--- Required work ---
Without omitting anything, retype the data that follows.

━━━━━━━━

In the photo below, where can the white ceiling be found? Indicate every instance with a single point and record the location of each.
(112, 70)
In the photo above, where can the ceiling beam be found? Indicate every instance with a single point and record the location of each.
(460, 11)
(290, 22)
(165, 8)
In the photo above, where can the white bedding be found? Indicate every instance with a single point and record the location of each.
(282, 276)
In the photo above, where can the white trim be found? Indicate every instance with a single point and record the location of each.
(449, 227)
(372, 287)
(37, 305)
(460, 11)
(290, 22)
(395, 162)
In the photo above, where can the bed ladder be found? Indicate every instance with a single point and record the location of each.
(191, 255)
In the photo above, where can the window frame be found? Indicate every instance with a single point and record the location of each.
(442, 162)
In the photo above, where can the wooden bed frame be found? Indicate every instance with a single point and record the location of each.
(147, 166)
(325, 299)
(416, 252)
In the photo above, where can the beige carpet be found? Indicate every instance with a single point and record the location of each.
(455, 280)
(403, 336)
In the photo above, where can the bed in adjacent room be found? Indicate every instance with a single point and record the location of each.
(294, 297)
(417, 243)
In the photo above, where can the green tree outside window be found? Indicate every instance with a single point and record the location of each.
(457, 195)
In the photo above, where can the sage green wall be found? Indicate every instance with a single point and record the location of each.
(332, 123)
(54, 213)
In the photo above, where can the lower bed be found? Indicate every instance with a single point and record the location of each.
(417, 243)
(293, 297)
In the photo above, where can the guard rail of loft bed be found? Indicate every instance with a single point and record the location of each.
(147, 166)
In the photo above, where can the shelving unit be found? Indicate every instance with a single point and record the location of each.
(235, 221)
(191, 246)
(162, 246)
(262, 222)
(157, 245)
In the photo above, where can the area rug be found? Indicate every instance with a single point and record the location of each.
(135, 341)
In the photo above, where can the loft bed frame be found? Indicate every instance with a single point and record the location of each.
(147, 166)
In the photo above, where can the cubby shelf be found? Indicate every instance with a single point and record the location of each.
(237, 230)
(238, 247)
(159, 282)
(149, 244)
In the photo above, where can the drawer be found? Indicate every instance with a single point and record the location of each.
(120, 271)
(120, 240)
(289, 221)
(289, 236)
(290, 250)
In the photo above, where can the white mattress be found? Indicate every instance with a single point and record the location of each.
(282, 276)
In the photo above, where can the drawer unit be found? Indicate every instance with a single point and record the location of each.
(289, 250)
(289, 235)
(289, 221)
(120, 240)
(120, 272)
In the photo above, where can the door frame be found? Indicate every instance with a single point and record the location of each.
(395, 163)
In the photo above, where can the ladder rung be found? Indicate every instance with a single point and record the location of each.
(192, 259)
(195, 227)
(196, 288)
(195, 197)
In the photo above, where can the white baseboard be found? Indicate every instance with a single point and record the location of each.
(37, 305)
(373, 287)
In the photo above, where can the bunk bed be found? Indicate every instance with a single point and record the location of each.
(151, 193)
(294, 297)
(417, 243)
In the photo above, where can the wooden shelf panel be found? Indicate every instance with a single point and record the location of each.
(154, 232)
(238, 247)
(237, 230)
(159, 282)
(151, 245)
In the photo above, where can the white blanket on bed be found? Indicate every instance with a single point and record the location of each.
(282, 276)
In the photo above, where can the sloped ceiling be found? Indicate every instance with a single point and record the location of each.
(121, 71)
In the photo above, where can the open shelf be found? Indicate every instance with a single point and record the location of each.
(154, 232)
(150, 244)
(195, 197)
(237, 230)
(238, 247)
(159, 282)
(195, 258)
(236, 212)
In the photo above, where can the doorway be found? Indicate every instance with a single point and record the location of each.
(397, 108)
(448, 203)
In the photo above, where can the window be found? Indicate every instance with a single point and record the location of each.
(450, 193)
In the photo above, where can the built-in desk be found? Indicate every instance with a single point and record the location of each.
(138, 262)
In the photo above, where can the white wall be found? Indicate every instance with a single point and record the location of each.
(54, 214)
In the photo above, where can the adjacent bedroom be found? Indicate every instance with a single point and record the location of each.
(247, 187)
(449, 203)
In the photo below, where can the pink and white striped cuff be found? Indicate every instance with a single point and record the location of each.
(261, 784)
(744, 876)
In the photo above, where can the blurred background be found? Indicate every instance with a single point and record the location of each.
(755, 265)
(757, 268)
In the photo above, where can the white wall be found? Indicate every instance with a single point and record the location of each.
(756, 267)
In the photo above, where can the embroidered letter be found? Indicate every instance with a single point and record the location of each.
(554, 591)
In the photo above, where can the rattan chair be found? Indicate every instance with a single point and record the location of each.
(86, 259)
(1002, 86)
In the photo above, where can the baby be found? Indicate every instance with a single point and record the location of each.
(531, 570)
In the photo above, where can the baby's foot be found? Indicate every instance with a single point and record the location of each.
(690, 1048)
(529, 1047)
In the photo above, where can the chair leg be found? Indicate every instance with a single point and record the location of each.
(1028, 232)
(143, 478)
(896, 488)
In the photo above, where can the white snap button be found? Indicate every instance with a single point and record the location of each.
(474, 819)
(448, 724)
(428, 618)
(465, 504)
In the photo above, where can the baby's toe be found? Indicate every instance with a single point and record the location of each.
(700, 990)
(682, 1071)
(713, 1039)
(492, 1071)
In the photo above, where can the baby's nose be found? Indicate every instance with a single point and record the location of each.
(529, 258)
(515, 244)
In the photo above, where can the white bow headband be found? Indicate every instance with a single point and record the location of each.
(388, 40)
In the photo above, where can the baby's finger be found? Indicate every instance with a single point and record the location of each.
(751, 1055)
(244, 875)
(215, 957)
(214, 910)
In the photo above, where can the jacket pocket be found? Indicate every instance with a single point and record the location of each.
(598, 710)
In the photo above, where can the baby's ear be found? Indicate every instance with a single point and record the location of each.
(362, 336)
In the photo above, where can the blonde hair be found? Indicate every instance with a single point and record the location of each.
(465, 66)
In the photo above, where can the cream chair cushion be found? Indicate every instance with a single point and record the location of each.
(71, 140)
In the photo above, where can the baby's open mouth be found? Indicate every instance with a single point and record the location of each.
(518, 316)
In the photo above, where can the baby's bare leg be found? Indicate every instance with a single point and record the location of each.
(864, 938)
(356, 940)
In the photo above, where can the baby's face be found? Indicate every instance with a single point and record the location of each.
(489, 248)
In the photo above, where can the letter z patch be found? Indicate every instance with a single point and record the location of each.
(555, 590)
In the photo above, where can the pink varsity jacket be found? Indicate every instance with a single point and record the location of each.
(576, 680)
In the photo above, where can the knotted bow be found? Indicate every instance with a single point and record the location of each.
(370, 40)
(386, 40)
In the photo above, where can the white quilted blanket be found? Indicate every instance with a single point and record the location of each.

━━━━━━━━

--- Finished task ---
In the photo below, where can the white ceiling be found? Indicate every instance with a single point and record the location of each.
(112, 70)
In the photo above, where can the ceiling beam be found? Indicate every instance with a single point and record the location of each.
(460, 11)
(290, 22)
(165, 8)
In the photo above, where can the white bedding be found? Indicate every instance with a single point and record the location of each.
(282, 276)
In the photo above, where can the white trim be found? Indicate every instance with a single point and record the location of each.
(449, 227)
(372, 287)
(37, 305)
(460, 11)
(290, 22)
(395, 162)
In the photo above, where can the bed ladder be found? Indicate every instance with a single point and record the location of each.
(191, 255)
In the photo above, where can the window frame be found? Indicate every instance with a single point and record the location of each.
(442, 162)
In the photo above, where can the wooden bed frame be found? Indicate every instance with a single point and record the location of each.
(147, 166)
(325, 299)
(416, 252)
In the photo above, where can the beige carpet be found? Indicate every instance with a single point and record the location of each.
(455, 280)
(403, 336)
In the photo above, where can the bed in adjacent room be found? Indicate every instance with a single point and record the location of each.
(294, 297)
(417, 243)
In the photo above, where can the green tree outside window be found? Indicate every instance with a single point and record the location of each.
(457, 195)
In the photo above, where can the sage green wall be found? Indicate every instance with a single point and record the location of each.
(332, 123)
(54, 213)
In the photo above, where can the lower bed be found? Indicate every instance with a single point and record the location of each.
(417, 243)
(293, 297)
In the photo above, where can the guard rail of loft bed be found? Indicate every instance with a single point and record the location of each.
(147, 166)
In the photo above, where can the shelving unit be found? Indicate every instance with a single point and record the location of each.
(235, 221)
(191, 246)
(162, 246)
(262, 222)
(157, 245)
In the photo above, where can the area rug be found? Indicate every instance with a single point and record the location of each.
(135, 341)
In the photo above, where can the loft bed frame be found? Indicate every instance with a single point and record the location of each.
(147, 166)
In the photo above, where can the cubby shelf be found? Indicate every instance with a single point and record the location of each.
(237, 230)
(238, 247)
(159, 282)
(149, 244)
In the photo above, where can the drawer be found? Indicate every instance with a single point and record the location of each.
(120, 271)
(120, 240)
(289, 221)
(289, 236)
(290, 250)
In the photo above, where can the white mattress be found? Indicate every instance with a single point and record the location of each.
(282, 276)
In the photo above, where can the drawer unit be found? Indicate every instance with a single point and record the location of each.
(289, 250)
(289, 235)
(289, 221)
(120, 240)
(120, 272)
In the photo above, where can the door frame be found? Indicate every instance with a single point and record the location of each.
(395, 163)
In the photo above, where can the ladder rung be found? Indicate every instance with a single point and record the location of each.
(192, 259)
(195, 227)
(196, 288)
(195, 197)
In the photo above, where can the white baseboard be found? Indicate every instance with a single point and record the location of each.
(37, 305)
(373, 287)
In the photo above, where can the bunk bed be found? Indicate every instance with a single point and record the location of each.
(151, 193)
(294, 297)
(417, 243)
In the photo above, where can the wooden shelf panel be found? Indicate every instance with a single point and record the location of each.
(154, 232)
(238, 247)
(237, 230)
(159, 282)
(151, 245)
In the photo above, where can the white blanket on bed be found? Indicate every instance with a single point and record the location of each.
(282, 276)
In the photo above, where can the sloped ceiling be found? Indicate every instance with a single point and record the location of each.
(121, 71)
In the photo above, where can the open shelf be found? Indicate every instance with a single point and record the location of each.
(154, 232)
(150, 244)
(195, 197)
(237, 230)
(238, 247)
(159, 282)
(195, 258)
(236, 212)
In the photo above, where can the doorway be found? Indicate every instance with a single point and record the location of each.
(397, 108)
(448, 203)
In the photo above, where can the window be found? Indicate every instance with a single point and record the location of each.
(450, 193)
In the photo above, where can the built-in desk be found? Indicate every instance with a single point and record the location of each.
(138, 262)
In the photo above, where can the white wall be found? Indicate every instance with a single point and record the location of each.
(54, 214)
In the photo above, where can the adjacent bedroom be found? Indicate every instance with a single point and record the location of each.
(247, 187)
(449, 203)
In the photo below, where can the pink and white striped cuff be found? Indicate every instance with a single point and record the location of each.
(261, 784)
(744, 876)
In the photo above, where can the blurred background be found? Indicate every instance with a single point and record the location of each.
(755, 265)
(757, 268)
In the photo above, where can the white wall be found? Indicate every instance with a single point and record the location of each.
(756, 267)
In the photo above, where can the embroidered letter be found? Indicate every instance with a single point and record the location of each.
(554, 591)
In the photo above, where can the rattan chair be found? Indicate every instance with a single point and record the location of each.
(86, 259)
(1002, 86)
In the photo above, where can the baby be found? Indicate every instance with a single point and record the location of each.
(531, 570)
In the photo above, where can the baby's foot be found? Indicate every instance with a single point and record the location of each.
(690, 1048)
(529, 1047)
In the photo above, where can the chair leg be found? Indicate every instance with a single point and record the location of each.
(1028, 232)
(143, 478)
(896, 488)
In the photo above, where can the white snap button be found? Indicate every instance with a single point and record the location of each.
(474, 819)
(448, 724)
(428, 618)
(465, 504)
In the photo above, where can the baby's toe be found? Indicate every instance with a single point and record the location of each.
(700, 990)
(682, 1071)
(713, 1039)
(492, 1071)
In the photo above, where can the baby's nose be found? Indicate every instance with a single point and record the location of each.
(529, 258)
(515, 244)
In the photo above, where can the white bow headband be found? Indicate every instance with a single point and record the location of each.
(388, 40)
In the photo above, where can the baby's finger be found? Indicate every instance with a single point and record the location of each.
(751, 1055)
(244, 875)
(215, 957)
(214, 910)
In the photo above, where can the jacket pocket be found? Indicate every instance with a single point and record the location of each.
(598, 710)
In the photo above, where can the baby's ear be found? Indicate every instance with a single point and record the location of each.
(362, 336)
In the photo above, where can the blonde hair be found? Indicate every instance with a single point and record the location of each.
(465, 66)
In the photo above, where can the cream chair cushion be found? Indicate every instance with a single point and record the location of each.
(71, 140)
In the photo above, where can the baby's open mouth be found? Indicate every instance with a single point and record the location of each.
(518, 316)
In the photo above, where can the baby's bare leg be found? Indicate every instance with a single point and record the location of each.
(864, 938)
(356, 940)
In the photo above, where can the baby's face be found? Indicate every instance with a single point and record the location of each.
(489, 248)
In the photo above, where can the letter z patch be found? Indicate every instance with a single point and record the location of each.
(555, 590)
In the photo above, where can the pink varsity jacket be found? Indicate every instance with a single point and record the location of each.
(576, 680)
In the photo above, where can the knotted bow be found? Indicate every instance with a single point and record the location of each.
(370, 40)
(386, 40)
In the photo above, where can the white quilted blanket be found? Indicate every instance with a single point and record the location of each.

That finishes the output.